**VORLIEGENDER TEXTAUSZUG:**
#####

Liebe Yuko, Du hast für ONIGIRI auf Elemente Deiner eigenen Geschichte zurückgegriffen, aber keine Biografie geschrieben, sondern einen Roman. Wie fühlt sich das beim Schreiben an, wenn man mit sich selbst anfängt, dann auf dieser Grundlage aber Figuren und eine Handlung entwickelt, die eine eigene Dynamik haben?

Yuko Kuhn: „Als ich 2019 begonnen habe mit dem Schreiben, wusste ich nicht, um was es gehen würde in meiner Ansammlung an Miniaturen. Es hat sich intuitiv ergeben – von einer realen Erinnerung zur nächsten, einem fiktiven Bild zum anderen. Irgendwann wurde klar, dass es ein Text über meine Mutter werden würde. Da war dieser dringliche Wunsch, sie zu ergründen, ihr gerecht zu werden. Über die Jahre bin ich immer mehr zurückgetreten, um die Regie zu übernehmen, es galt, die vielen kleinen Teile in einen Zusammenhang zu bringen, bis es diese Geschichte wurde – eine sehr persönliche, aber auch, hoffentlich, eine universelle. Ich fühle mich all meinen Figuren nahe, sie sind ein Teil von mir. Wir alle erzählen uns permanent eine Geschichte, um uns mit der Welt und uns selbst in Einklang zu bringen. Schreiben ist für mich Aussöhnung und Umdeutung.“

ONIGIRI erzählt die Geschichte einer Frau, die mit ihrer an Demenz erkrankter Mutter eine letzte Reise in deren japanische Heimat unternimmt: Es ist eine Mutter-Tochter-Geschichte, ein Familienporträt, erzählt aber auch von verschiedenen Aspekten des Loslassens. Welcher Aspekt war Dir beim Schreiben besonders wichtig?

#####

**ZIEL DER AUFGABE:** Kopiere aus dem Interview zum Roman ONIGIRI wortgetreu den Abschnitt, der mit den Worten „Liebe Yuko, Du“ einsetzt und mit „eigene Dynamik haben?“ schließt.

Ausschnitt aus einer Datendatei
#####

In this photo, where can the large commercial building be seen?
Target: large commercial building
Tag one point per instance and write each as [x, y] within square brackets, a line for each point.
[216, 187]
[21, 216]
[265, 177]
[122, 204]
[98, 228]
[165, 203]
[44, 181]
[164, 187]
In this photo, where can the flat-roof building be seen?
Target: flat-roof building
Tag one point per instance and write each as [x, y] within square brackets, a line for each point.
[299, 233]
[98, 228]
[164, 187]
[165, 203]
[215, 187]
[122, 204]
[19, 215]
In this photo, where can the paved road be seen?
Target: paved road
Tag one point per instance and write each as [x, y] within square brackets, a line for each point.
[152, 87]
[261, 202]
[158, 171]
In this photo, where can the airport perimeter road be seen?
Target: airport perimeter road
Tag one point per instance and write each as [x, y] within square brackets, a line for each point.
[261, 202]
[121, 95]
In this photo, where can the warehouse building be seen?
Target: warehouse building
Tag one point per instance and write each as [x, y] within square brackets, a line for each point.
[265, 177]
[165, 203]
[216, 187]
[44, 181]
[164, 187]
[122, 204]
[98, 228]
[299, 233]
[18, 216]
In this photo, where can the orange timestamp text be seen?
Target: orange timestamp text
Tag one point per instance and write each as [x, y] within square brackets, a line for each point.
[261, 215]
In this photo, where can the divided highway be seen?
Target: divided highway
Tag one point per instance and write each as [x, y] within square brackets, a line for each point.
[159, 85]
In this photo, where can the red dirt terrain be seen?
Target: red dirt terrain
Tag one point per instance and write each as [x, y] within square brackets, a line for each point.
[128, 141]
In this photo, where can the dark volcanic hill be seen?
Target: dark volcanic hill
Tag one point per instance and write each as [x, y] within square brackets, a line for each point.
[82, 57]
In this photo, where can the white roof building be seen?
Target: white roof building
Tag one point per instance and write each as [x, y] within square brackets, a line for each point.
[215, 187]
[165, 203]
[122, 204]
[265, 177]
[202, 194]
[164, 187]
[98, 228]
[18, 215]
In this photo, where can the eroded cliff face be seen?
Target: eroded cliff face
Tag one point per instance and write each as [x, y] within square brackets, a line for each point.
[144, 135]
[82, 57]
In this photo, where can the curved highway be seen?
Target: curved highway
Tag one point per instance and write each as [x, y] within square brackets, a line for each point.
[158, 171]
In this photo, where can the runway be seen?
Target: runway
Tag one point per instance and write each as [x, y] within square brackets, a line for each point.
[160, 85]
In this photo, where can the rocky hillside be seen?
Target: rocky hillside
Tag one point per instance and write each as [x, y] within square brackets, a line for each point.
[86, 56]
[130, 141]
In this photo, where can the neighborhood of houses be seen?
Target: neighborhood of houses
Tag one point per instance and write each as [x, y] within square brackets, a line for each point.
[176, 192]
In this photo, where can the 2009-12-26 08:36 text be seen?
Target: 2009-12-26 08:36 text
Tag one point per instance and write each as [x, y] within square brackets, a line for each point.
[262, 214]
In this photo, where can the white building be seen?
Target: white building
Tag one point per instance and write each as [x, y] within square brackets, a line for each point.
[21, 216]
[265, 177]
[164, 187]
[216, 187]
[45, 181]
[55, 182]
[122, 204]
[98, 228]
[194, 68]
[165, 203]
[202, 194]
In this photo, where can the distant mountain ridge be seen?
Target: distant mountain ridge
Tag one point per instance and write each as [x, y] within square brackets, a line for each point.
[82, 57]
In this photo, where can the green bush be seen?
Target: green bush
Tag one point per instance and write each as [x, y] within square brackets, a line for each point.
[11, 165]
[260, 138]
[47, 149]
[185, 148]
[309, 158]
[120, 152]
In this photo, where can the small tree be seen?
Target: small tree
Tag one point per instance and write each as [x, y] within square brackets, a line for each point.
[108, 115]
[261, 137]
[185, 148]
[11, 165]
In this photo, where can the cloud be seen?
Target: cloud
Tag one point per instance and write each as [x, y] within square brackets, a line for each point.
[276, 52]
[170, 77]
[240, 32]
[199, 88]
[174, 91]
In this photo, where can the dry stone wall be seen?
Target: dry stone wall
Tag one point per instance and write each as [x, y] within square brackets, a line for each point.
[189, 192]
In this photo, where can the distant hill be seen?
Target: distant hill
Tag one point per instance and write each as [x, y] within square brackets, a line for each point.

#####

**ERWARTETE ANTWORT:**
Liebe Yuko, Du hast für ONIGIRI auf Elemente Deiner eigenen Geschichte zurückgegriffen, aber keine Biografie geschrieben, sondern einen Roman. Wie fühlt sich das beim Schreiben an, wenn man mit sich selbst anfängt, dann auf dieser Grundlage aber Figuren und eine Handlung entwickelt, die eine eigene Dynamik haben?